__TO DO__. Provide again, from the entries below, every line from the one containing "Query: black spot on elytra" through the one containing "the ladybug's elytra.", exactly as written, and no other line.

*-*-*

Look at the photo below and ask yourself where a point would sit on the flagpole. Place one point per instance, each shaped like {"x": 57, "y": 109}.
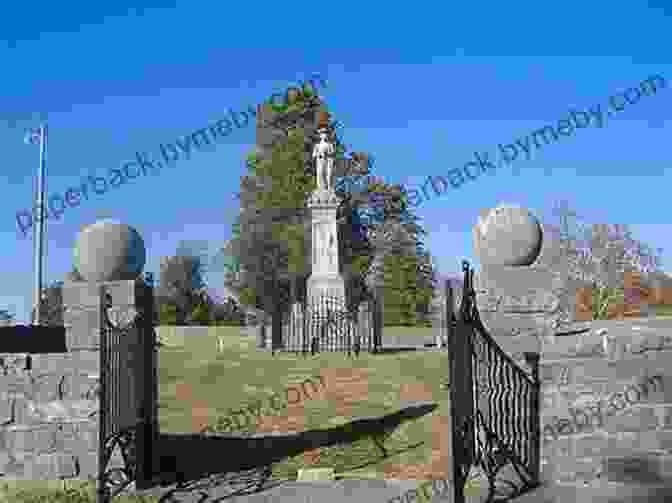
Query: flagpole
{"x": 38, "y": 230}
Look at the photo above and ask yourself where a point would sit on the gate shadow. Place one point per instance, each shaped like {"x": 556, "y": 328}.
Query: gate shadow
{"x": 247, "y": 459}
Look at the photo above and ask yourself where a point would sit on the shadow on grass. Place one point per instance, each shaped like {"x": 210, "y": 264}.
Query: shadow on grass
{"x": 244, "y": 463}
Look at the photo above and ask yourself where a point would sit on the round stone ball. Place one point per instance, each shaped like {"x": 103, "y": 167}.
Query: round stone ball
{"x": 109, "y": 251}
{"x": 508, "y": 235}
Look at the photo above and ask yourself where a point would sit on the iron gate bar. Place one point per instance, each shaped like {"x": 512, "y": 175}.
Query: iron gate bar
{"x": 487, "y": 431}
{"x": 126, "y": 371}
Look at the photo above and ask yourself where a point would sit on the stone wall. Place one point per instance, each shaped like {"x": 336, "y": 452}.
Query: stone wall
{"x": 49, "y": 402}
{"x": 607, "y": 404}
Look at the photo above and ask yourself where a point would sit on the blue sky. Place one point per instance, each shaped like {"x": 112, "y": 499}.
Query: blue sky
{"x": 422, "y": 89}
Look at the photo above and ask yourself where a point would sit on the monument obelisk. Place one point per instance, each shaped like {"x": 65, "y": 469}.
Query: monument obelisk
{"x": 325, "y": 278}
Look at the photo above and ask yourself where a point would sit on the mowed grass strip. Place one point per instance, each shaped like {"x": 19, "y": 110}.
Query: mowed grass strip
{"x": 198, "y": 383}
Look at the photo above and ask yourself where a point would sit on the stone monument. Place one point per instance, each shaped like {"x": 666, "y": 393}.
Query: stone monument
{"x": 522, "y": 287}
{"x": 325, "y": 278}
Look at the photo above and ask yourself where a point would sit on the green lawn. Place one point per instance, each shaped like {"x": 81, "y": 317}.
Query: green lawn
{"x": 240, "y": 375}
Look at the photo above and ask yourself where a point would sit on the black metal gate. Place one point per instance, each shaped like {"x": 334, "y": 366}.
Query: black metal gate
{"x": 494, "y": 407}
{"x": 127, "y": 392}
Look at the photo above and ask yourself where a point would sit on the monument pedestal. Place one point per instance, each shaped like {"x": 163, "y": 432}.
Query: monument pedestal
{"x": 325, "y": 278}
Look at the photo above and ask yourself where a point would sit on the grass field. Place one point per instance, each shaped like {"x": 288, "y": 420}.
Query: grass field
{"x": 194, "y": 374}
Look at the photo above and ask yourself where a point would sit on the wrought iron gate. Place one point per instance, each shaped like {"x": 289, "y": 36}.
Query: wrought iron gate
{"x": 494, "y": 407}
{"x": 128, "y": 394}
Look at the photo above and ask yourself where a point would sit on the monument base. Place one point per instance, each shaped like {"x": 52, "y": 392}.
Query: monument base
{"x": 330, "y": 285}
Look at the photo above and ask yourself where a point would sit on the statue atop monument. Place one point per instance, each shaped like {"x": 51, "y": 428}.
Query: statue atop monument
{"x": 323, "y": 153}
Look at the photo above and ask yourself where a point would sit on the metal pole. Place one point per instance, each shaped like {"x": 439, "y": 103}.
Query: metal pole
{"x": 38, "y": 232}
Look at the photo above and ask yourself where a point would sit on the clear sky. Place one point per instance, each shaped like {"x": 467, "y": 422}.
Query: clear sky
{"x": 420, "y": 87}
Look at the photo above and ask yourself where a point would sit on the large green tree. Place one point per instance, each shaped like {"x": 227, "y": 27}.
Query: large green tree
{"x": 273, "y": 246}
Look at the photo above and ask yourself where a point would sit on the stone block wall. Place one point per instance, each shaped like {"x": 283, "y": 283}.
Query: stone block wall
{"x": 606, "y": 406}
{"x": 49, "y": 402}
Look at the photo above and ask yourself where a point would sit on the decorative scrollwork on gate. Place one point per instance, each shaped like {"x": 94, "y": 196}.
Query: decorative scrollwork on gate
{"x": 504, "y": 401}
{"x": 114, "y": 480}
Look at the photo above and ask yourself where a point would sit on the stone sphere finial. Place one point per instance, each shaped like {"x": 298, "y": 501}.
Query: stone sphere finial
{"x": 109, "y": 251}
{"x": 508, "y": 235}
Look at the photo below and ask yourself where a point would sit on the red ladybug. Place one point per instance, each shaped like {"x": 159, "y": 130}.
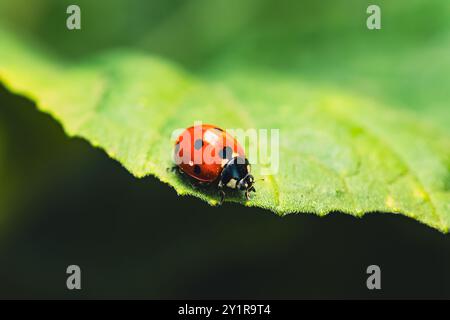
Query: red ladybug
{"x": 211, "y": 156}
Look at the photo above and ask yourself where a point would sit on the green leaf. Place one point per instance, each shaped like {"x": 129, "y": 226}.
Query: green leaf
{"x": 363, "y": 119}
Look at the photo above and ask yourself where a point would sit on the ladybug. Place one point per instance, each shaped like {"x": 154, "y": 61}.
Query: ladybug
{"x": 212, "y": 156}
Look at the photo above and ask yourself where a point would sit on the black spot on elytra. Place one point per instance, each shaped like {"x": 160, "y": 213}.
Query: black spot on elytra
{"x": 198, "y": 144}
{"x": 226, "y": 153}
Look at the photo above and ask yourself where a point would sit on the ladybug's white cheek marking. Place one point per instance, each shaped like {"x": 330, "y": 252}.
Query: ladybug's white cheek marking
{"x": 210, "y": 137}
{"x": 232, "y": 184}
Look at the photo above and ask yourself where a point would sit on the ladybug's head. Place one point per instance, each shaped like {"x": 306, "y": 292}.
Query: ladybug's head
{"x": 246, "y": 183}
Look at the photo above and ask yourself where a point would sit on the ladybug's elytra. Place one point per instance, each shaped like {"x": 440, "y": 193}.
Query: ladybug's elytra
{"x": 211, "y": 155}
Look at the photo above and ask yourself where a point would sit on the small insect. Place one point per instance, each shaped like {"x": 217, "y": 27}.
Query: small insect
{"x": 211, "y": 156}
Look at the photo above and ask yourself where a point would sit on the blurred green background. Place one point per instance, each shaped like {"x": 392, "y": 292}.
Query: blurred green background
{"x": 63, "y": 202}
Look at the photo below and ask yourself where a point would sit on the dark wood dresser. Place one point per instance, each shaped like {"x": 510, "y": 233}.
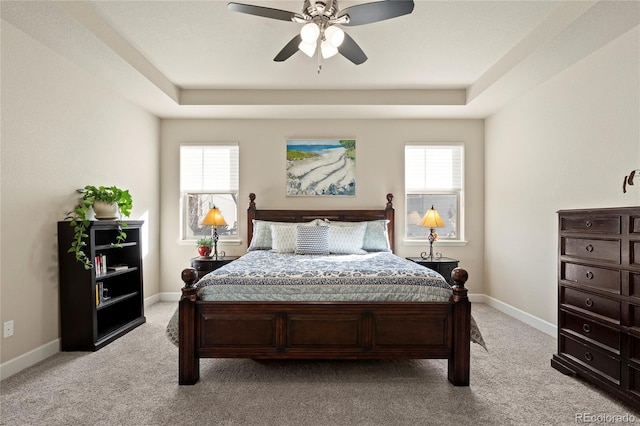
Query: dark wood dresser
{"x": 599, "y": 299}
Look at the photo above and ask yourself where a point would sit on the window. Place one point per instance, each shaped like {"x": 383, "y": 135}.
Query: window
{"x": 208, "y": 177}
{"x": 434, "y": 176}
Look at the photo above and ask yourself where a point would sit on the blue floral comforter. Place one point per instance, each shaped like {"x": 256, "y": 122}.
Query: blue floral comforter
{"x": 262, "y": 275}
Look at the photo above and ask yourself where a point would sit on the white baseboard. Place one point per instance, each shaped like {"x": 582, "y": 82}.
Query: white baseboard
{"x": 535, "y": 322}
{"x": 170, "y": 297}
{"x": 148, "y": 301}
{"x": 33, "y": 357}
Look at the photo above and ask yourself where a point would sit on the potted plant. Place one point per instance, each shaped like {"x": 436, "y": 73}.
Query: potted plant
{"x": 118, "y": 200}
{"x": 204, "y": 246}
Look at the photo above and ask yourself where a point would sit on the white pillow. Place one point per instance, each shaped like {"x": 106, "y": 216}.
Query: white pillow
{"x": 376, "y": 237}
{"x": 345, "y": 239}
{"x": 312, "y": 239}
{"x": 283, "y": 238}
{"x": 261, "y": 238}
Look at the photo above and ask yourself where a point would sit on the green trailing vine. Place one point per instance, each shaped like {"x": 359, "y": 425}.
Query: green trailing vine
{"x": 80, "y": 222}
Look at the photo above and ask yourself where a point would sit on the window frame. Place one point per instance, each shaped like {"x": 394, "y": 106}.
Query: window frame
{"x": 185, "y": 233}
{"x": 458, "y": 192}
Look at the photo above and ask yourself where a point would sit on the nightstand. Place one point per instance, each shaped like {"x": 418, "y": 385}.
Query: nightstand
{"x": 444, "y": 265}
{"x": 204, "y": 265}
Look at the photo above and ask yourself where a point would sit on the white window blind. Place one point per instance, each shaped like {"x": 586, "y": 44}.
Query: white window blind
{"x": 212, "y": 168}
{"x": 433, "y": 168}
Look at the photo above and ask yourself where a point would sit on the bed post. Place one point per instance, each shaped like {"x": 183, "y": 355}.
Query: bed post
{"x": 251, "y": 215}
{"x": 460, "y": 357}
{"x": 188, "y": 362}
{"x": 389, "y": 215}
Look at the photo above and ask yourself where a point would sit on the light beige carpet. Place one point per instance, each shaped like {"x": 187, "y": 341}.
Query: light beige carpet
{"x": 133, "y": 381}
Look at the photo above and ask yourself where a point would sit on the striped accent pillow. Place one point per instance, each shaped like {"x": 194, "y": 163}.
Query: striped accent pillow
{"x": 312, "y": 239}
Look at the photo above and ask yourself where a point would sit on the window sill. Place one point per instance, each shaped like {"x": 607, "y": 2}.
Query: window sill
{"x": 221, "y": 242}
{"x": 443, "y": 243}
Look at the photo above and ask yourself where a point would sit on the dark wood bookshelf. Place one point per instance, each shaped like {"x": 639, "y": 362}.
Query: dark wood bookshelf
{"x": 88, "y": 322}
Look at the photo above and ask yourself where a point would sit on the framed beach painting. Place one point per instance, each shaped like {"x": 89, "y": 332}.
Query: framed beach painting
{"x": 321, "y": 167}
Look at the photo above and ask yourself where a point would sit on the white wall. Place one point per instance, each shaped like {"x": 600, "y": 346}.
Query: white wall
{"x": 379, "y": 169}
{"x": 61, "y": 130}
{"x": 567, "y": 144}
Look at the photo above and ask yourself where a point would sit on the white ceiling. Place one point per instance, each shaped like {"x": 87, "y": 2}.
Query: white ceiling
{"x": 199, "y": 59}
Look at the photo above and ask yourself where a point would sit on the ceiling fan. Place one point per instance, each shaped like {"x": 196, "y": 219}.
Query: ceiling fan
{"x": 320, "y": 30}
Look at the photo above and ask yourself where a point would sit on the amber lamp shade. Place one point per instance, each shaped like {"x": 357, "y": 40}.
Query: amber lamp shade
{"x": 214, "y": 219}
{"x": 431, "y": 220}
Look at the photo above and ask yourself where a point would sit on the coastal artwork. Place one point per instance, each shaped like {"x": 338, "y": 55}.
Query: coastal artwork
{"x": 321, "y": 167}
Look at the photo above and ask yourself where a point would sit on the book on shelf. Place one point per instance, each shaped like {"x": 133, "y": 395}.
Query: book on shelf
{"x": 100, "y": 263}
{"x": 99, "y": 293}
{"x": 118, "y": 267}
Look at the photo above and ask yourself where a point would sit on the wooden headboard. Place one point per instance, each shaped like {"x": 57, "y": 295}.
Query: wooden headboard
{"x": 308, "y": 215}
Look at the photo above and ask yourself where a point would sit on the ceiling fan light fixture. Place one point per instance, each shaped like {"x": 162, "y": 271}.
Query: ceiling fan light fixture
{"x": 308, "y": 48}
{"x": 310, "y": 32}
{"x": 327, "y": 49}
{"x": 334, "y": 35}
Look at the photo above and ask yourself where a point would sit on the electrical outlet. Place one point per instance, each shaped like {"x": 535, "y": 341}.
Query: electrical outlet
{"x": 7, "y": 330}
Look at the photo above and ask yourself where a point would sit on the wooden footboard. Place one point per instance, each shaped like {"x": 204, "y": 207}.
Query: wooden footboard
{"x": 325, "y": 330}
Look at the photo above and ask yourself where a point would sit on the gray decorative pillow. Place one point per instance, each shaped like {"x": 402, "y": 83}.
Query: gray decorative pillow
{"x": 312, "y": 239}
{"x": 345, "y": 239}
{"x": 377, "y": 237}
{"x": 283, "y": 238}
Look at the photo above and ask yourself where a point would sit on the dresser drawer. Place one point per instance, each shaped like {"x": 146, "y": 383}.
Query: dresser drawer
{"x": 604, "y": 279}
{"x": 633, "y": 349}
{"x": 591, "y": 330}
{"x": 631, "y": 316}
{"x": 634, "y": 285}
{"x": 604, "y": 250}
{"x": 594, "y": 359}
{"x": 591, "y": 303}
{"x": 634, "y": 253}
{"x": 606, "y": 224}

*-*-*

__SOLVED PROBLEM__.
Query: black spot on elytra
{"x": 198, "y": 144}
{"x": 226, "y": 153}
Look at the photo above and ask yourself where a point would sit on the ladybug's white cheek marking. Place one point per instance, each shaped like {"x": 330, "y": 252}.
Query: ladybug's white cheek marking
{"x": 210, "y": 137}
{"x": 232, "y": 184}
Look at the photo above and ask yourself where a point would sit on the ladybug's head. Place one point per instance, each shaped like {"x": 306, "y": 292}.
Query: ladybug's head
{"x": 246, "y": 183}
Look at the photo above and ask yourself where a point would sit on the ladybug's elytra. Place one point per instance, each shaped like {"x": 440, "y": 193}.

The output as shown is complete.